EXERCISE TASK.
For each of these three statements, answer yes or no depending on whether it agrees with the passage on radical history, and quote the text's deciding words: 1. At the turn of the century, Japan was the only modern non-white imperial power. 2. Marcia Tiburi is the author of "Pequeno Manual Anti-Racista." 3. Prominent scholarship from the 1990s underscored dissent and rebellion in Japan.

Particularly in Brazil, radical history has been focused on dispelling romantic narratives about the myth of diversity and cordiality – both landmarks of Brazilian social thought and national identity. Violence and racism, thus, are likely to be thrown into the light through the perspective of a radical history of everyday life or national utopias (VIEIRA, 2018). There are still classical publications dedicated to studying citizenship and social movements in the country, prioritizing the radicality of the struggle for land as well as the conflicts between different opposition groups against state terrorism during the civil-military dictatorship, from some sectors of the church until armed struggle (MARTINS, 2010). Many of those studies entwine radical history with cultural memory, conversing themes like leftwing melancholia, and uses oral testimonies as resources due to the destitution of official documents as some historians have pointed out (MASSERONI, 2020).
Another part of these cleavages has been minimized by points of view inspired by postcolonial studies, especially from authors who approach radicalism beyond the scholarship and, curiously, beyond history. Public intellectuals such as Rosana PinheiroMachado, author of “Amanhã vai ser maior” (2019), but also Marcia Tiburi (Como Conversar com um Fascista, 2015), and Djamila Ribeiro (Pequeno Manual Anti-Racista, 2019) have shown the inspirational power of radical history to public history and media. On the other hand, the long-term tradition which intertwined radicalism with politics often has been excluded from the lens of radicalism fighting and resistance of indigenous groups (usually credited to Anthropologists) or the radicalness of violence related to slavery (highly investigated from the English social history angle), which is still a contemporary demand.
With regard to East Asia, a region with a series of revolutions highly significant in world history, we feel it is important to distinguish established revolution histories from radical history narratives. China, but also places like Vietnam, Japan, and the Koreas, are prime examples that offer ostensible reasons to highlight the success of the communist party and socialist state-building, organizing labor, mobilizing the masses, and fighting Western imperialism—albeit success is of course still on the part of the beholder. Scholarship on these revolutions ’events fills whole libraries. Yet a radical history narrative of modern China, for instance, does rather simultaneously take a step back and zoom in—again, in a very critical-reflexive manner—to crystallize the exact revolutionary momenta and dynamics that can also help us to rethink revolution in the past, present, and future (KARL, 2020). Imperial Japan equally offers fantastic examples of radical history perspectives. Already in the 1980s, prominent scholarship has underscored the presence of discontent, dissent, and rebellion in Japan prior to and after the Meiji Restauration in 1868. An analysis of peasant uprisings as well as outcast lifeworlds, for instance, deconstructed persisting stereotypes of the allegedly obedient Japanese people (HANE, 1982; NAJITA; KOSCHMANN, 1982). At the turn of the century, Japan was the only modern non-white imperial power, and despite Japan’s imperial aggression that brought fierce colonial rule and eventually total war throughout the Asia-Pacific region, it also offered opportunities for radicals and revolutionaries from all over Asia to study, work, and organize in metropoles like Tokyo and Osaka, and to maintain revolutionary networks in Asia and beyond (KAWASHIMA, 2009; KARL, 2002; HARPER, 2020). But also the Japanese themselves were highly interested and invested in revolutionary theory and praxis, and events like the Soviet Revolution had tremendous resonances in Japan (LINKHOEVA, 2020). Yet even before the Bolsheviks took over, Japanese and Russian anarchist intellectuals have exchanged radical ideas since the mid-nineteenth century in literature, the arts, and science, to the extent that this cooperation would constitute a historic specific revolutionary temporality—an “anarchist modernity” (KONISHI, 2013).

COLLECTED MATERIAL.
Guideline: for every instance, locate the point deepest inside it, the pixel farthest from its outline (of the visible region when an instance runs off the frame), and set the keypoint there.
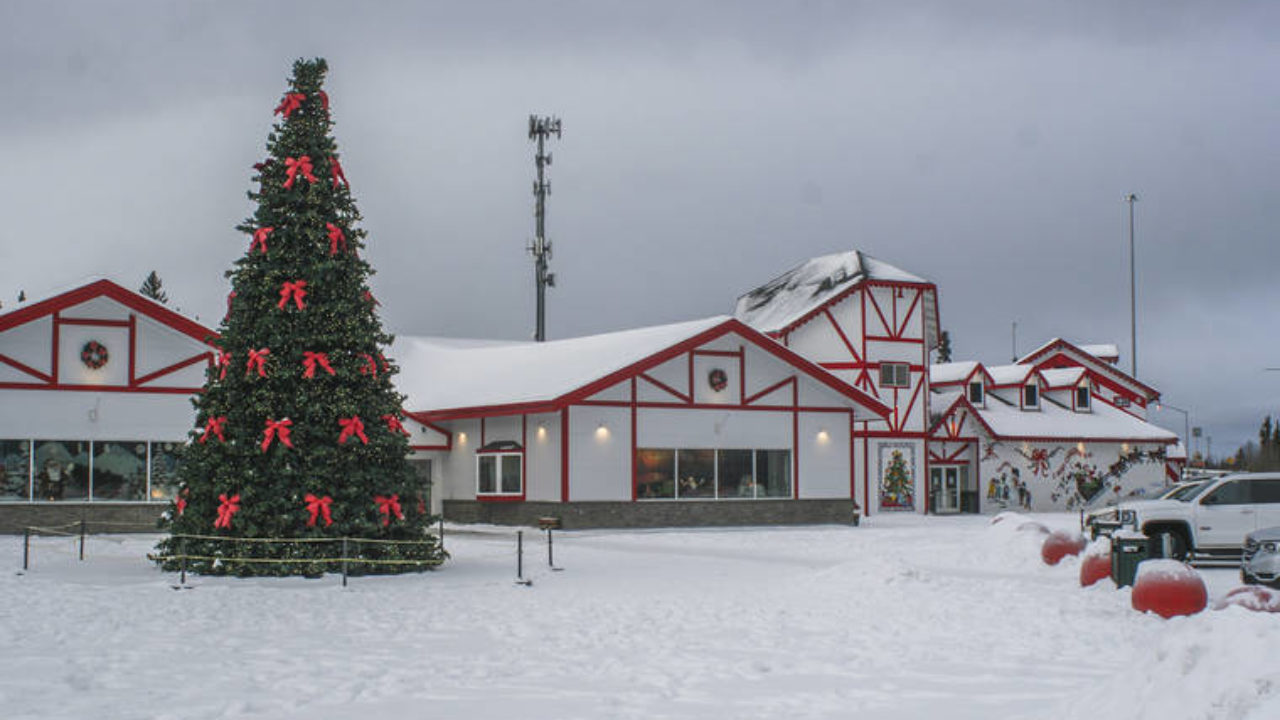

WRITTEN SOLUTION.
1. Yes: "At the turn of the century, Japan was the only modern non-white imperial power"
2. No: "Djamila Ribeiro (Pequeno Manual Anti-Racista, 2019)"
3. No: "Already in the 1980s, prominent scholarship has underscored the presence of discontent, dissent, and rebellion in Japan"